Activities ::
a - In the abstract on the degenerative intervertebral disc ex vivo system, what dose of TNF-α was injected into each disc?
b - List every setting given in the intervertebral disc abstract for the degenerative (Deg) loading and medium condition.

Passage provided ::
# # # # # # #

Article
Establishment of a proinflammatory and degenerative intervertebral disc ex vivo system to investigate anti-inflammatory therapies for degenerative disc disease
Search Medline for
Authors
Published: | October 23, 2017 |
---|
Outline
Text
Objectives: Proinflammatory cytokines, such as tumor necrosis factor α (TNF-α), play a major role in the progression of degenerative disc disease (DDD). Therefore, therapies that inhibit the expression of proinflammatory cytokines may be a promising therapeutic approach to consider, aiming to reduce inflammation and maintain the IVDs extracellular matrix. To date, no clinically relevant in vitro systems to test new anti-inflammatory therapeutics are available. The purpose of the present study was to design and evaluate a proinflammatory and degenerative ex vivo system in order to simulate the early onset of DDD.
Methods: Bovine IVDs with endplates were harvested and cultured with or without an intradiscal injection of TNF-α (100ng TNF-α/IVD) for 4 days. IVDs were cultured within a bioreactor system under two different loading and medium conditions: (1) physiological loading (0.02-0.2 MPa; 0.2 Hz; 2h/day, 3 days) and high glucose (4.5 g/L) medium (Phy), or (2) degenerative loading (0.32-0.5 MPa; 5 Hz; 2h/day, 3 days) and low glucose (2 g/L) medium (Deg). IVDs were cultured free swelling between dynamic loading cycles. After the first dynamic loading cycle on day 1, TNF-α was injected into the disc nucleus pulposus (NP) tissue. Disc height was recorded daily after load and free swelling (FS) recovery. Conditioned medium was collected for nitric oxide (NO) and Glycosaminoglycan (GAG) analysis. After 4 days, NP and annulus fibrosus (AF) tissue were harvested and gene expression was analyzed using real-time PCR. GAG/DNA and Hydroxy-proline (OHP)/DNA content of the disc tissue were assessed. One-way ANOVA or Kruskal-Wallis tests were used to determine statistical significance.

# # # # # # #

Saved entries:
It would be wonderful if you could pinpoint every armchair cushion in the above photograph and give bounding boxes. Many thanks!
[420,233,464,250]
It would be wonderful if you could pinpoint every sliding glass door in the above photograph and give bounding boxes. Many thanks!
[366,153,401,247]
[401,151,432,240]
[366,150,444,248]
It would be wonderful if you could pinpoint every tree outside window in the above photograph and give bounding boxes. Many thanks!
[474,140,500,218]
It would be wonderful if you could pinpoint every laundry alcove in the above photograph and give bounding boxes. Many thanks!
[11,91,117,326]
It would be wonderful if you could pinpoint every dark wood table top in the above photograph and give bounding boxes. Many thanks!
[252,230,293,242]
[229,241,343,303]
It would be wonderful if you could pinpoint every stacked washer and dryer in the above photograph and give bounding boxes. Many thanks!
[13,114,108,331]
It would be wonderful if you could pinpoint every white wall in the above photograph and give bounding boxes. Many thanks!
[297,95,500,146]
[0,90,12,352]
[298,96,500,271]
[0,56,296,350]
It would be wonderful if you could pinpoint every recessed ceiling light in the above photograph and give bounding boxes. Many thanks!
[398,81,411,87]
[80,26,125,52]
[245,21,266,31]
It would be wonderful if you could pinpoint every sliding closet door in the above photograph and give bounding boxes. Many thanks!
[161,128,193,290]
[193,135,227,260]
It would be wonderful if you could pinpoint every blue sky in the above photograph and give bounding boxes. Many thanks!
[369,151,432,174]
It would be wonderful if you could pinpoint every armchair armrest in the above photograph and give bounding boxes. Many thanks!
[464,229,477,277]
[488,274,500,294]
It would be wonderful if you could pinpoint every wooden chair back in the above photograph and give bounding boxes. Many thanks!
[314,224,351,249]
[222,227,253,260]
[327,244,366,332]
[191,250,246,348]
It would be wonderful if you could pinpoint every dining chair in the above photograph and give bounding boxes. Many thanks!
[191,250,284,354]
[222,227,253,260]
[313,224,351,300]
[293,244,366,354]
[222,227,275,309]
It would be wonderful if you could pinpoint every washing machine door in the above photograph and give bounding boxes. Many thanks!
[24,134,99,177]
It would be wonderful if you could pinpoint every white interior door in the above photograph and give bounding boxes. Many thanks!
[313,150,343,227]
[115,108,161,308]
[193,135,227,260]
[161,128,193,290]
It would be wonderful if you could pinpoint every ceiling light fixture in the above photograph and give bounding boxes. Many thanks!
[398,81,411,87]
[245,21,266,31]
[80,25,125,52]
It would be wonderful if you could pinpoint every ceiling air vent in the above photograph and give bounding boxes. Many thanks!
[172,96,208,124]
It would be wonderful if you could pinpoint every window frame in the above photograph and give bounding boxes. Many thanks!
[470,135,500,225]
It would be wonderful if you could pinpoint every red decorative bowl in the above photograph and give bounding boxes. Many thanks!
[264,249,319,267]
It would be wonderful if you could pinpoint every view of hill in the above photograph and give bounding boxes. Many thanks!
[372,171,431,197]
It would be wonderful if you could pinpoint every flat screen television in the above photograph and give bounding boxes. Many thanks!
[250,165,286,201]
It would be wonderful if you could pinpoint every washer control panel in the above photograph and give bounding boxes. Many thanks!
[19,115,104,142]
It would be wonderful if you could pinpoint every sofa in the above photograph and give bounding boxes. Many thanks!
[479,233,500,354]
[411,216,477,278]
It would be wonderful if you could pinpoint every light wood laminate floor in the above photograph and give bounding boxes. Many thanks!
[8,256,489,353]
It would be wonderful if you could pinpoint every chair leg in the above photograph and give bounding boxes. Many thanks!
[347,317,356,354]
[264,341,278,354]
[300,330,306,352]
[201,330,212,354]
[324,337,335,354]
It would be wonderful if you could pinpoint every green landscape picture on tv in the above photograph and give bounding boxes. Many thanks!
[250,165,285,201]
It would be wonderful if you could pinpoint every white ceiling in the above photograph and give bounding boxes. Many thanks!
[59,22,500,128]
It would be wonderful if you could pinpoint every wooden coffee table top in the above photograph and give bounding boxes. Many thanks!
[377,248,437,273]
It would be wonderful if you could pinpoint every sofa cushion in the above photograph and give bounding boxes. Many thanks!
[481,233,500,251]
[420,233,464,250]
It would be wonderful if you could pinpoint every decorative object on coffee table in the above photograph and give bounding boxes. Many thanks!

# # # # # # #

Task-by-task answers ::
a - Each disc received 100 ng of TNF-α.

b -
- Loading of 0.32-0.5 MPa
- Frequency of 5 Hz
- 2 h of loading per day
- Loading over 3 days
- Low glucose (2 g/L) medium